═══ Texto proporcionado

La sección siguiente, titulada “Azul sobre amarillo”, nos reafirma que la belleza sobrecogedora de su poesía se afinca no solo en los motivos de su discurso, que aquí se diversifican como esquirlas de una mirada que se posa y encuentra “lo poético” en disímiles sitios, afincados también en la tradición de la cultura occidental; sino además en la plasticidad y pulcritud de sus imágenes, en una sencillez tan arropadora como honda y al mismo tiempo matinal.

Descenso de Alcestes es continuidad de un corpus poético sólido y estable.

Una cafetera en azul, obra de un pintor amigo, la rosa de Francia de Rodrigo Prats, un helado de mamey, un paisaje con remeras, las remembranzas de la infancia y “la música que entona el indiscreto solo de la bienaventuranza”, siempre trazando su paisaje variopinto, desde Mozart a una danza de Espadero, en el pentagrama del poema, son materia lírica que dan cuerpo a eso que César López llamó “azul cerámico” para referirse a esa cualidad plástica y pulcra en la poética de Roberto, notable en títulos como Viendo acabado tanto reino fuerte y Autorretrato con cardo; y palpable en este libro de Ediciones La Luz. 

Supérstites es, por su parte, una suerte de reafirmación, desde el lenguaje y desde la fidelidad, de que el poeta es un ser que tiene una “visión extraordinaria” de la realidad, incluso de la cotidianidad, y que “las experiencias y remembranzas culturales del sujeto lírico” son modos de conectar “pasado y presente, muerte y vida”, cercano a eso que Eliseo Diego llamó en su libro de traducciones —siguiendo a Quevedo— una “conversación con los difuntos”.

“Leo a Roberto y me siento (…) mejor acompañado, porque la poesía, justamente, sabe ser escapulario y nos pone a dialogar, en la calidez de la humanidad, con lo mejor de nosotros”.

══════
═══ Extractos de datos

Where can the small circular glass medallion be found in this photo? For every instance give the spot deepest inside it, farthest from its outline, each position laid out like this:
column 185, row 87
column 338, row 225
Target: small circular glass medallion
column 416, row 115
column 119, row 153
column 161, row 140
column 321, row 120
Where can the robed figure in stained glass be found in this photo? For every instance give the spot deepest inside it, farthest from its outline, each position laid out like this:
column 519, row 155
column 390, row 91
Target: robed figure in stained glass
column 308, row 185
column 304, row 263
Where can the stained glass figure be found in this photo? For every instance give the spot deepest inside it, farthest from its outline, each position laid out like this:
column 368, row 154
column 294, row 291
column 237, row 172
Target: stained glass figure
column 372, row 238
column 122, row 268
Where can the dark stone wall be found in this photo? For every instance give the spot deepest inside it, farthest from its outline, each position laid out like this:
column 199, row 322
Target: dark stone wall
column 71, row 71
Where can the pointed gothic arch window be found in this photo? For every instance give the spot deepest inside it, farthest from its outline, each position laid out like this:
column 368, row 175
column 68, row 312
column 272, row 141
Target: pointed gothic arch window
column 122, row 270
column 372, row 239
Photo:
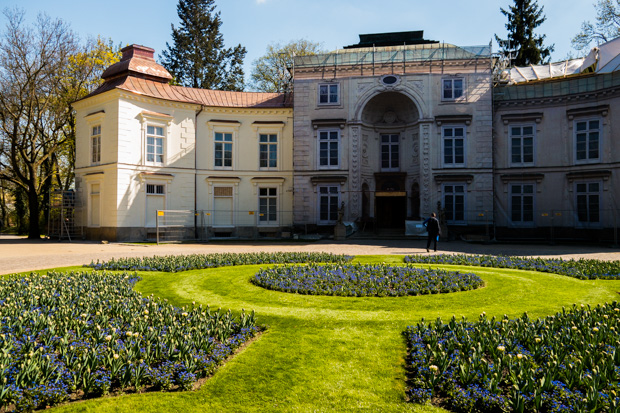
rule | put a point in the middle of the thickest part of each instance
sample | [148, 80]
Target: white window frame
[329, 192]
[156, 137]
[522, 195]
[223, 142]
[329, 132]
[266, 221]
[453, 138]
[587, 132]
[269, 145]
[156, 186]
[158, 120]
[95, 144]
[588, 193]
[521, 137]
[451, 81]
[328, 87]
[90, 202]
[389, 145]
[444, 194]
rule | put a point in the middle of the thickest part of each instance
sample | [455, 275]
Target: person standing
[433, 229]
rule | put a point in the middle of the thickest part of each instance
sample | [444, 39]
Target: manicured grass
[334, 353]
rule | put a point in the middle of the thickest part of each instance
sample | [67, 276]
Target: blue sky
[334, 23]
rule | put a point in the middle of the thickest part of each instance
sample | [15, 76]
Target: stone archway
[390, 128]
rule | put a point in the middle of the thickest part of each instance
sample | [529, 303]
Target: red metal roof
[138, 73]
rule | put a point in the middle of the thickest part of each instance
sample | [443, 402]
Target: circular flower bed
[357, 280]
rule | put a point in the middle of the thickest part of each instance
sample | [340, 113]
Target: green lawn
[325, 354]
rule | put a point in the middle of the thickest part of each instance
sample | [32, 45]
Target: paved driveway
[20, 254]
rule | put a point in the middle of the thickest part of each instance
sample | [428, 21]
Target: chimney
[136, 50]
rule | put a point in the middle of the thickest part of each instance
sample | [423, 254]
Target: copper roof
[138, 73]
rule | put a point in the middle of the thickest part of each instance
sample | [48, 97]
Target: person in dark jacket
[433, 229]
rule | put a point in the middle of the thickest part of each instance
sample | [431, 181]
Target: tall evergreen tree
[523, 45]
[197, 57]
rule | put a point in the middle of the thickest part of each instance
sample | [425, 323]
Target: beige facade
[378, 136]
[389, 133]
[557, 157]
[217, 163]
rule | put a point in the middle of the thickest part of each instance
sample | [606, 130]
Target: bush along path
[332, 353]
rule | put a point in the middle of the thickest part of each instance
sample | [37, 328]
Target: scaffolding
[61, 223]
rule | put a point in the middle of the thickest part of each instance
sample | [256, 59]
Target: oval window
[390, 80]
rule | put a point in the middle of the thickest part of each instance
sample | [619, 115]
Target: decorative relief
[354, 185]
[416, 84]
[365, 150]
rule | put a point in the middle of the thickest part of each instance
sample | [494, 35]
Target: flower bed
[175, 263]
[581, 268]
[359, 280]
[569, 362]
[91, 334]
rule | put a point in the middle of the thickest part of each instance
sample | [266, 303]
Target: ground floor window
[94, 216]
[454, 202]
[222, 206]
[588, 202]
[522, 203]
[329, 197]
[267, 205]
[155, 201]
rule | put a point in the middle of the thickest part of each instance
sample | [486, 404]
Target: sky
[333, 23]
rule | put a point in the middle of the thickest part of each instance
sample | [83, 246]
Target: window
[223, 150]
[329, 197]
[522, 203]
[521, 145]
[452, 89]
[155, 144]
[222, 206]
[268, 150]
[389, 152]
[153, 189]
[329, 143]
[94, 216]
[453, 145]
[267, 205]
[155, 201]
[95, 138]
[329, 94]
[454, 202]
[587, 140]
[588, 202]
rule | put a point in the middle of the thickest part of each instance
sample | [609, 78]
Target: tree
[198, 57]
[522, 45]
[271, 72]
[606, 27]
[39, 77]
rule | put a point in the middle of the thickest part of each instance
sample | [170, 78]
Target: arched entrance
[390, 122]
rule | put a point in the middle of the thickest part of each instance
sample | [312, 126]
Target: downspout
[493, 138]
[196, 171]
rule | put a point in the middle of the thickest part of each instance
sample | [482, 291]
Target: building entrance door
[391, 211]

══════
═══ Extractos de datos

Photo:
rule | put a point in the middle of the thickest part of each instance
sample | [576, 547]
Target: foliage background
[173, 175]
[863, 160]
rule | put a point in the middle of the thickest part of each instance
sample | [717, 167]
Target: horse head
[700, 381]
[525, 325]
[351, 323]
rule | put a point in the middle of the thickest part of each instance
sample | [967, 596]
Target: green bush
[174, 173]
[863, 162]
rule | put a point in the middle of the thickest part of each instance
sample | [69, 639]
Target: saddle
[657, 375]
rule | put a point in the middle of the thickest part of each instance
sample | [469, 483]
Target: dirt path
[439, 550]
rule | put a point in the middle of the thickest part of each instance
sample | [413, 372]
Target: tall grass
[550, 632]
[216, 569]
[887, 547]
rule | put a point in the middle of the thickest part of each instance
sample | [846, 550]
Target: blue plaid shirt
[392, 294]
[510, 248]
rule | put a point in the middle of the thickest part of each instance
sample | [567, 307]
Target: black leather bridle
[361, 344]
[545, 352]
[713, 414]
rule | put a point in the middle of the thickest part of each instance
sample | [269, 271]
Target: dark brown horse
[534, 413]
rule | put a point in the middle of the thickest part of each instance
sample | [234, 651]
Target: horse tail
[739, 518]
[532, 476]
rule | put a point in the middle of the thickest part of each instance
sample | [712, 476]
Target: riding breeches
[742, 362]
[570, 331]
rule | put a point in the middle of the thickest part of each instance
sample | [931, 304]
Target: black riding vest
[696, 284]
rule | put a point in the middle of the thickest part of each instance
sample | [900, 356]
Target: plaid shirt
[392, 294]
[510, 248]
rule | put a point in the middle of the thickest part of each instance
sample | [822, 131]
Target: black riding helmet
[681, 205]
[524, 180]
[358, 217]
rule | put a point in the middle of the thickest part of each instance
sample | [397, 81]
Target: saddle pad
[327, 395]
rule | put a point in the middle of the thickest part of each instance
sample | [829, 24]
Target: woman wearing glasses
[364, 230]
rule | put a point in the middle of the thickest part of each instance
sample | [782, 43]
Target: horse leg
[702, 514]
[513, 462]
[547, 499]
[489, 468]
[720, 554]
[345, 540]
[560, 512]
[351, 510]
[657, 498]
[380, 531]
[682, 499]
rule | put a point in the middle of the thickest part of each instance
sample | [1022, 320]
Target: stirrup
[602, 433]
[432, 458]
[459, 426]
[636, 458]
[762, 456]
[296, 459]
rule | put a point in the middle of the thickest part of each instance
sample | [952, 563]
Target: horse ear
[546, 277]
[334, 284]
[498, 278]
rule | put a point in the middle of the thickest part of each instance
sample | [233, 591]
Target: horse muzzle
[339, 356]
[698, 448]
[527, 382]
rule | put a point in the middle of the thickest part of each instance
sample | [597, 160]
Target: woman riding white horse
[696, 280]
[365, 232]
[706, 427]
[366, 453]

══════
═══ Extractos de datos

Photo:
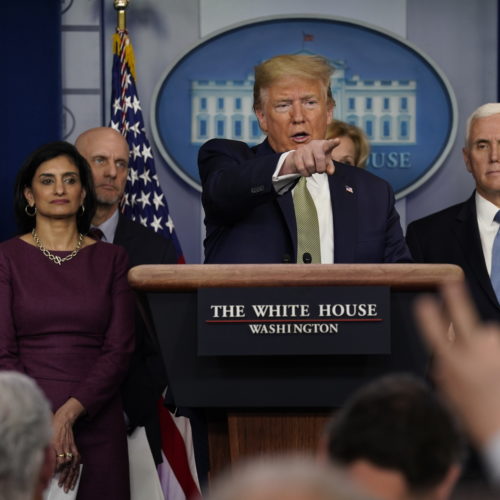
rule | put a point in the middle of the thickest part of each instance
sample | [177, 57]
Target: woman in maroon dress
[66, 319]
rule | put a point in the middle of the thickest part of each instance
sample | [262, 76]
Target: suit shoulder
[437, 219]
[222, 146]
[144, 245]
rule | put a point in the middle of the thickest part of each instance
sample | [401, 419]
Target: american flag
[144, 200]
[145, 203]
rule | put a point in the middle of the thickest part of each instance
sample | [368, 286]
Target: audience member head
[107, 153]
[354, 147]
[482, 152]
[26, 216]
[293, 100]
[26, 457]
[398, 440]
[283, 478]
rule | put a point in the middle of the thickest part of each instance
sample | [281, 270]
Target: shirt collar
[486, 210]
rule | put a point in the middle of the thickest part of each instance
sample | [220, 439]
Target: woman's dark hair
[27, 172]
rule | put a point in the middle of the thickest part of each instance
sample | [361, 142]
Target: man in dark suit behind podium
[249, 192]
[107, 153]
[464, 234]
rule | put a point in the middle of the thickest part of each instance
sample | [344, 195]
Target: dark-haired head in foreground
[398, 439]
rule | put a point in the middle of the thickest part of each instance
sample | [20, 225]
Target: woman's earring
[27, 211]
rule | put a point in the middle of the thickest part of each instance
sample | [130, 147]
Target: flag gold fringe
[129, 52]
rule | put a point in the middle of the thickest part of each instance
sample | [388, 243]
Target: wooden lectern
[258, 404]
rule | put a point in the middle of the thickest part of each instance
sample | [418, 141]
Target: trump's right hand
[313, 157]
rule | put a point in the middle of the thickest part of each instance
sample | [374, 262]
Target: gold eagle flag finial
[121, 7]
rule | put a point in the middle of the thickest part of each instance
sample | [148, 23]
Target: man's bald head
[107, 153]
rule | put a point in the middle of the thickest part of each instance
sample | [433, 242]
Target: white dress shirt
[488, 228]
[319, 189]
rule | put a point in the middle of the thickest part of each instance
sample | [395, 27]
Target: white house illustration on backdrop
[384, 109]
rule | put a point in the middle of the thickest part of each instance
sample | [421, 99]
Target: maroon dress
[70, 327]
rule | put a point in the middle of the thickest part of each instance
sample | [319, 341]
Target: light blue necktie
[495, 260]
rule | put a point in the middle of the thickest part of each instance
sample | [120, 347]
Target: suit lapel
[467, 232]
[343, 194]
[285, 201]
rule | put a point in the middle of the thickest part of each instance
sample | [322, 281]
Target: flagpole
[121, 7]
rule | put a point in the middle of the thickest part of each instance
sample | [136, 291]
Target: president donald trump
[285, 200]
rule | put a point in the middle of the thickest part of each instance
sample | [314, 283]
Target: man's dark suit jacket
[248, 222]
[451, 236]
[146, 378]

══════

Devuelva sin alteraciones el pasaje del texto proporcionado que va desde "Una cafetera en" hasta "Ediciones La Luz.", ambos incluidos.

Una cafetera en azul, obra de un pintor amigo, la rosa de Francia de Rodrigo Prats, un helado de mamey, un paisaje con remeras, las remembranzas de la infancia y “la música que entona el indiscreto solo de la bienaventuranza”, siempre trazando su paisaje variopinto, desde Mozart a una danza de Espadero, en el pentagrama del poema, son materia lírica que dan cuerpo a eso que César López llamó “azul cerámico” para referirse a esa cualidad plástica y pulcra en la poética de Roberto, notable en títulos como Viendo acabado tanto reino fuerte y Autorretrato con cardo; y palpable en este libro de Ediciones La Luz.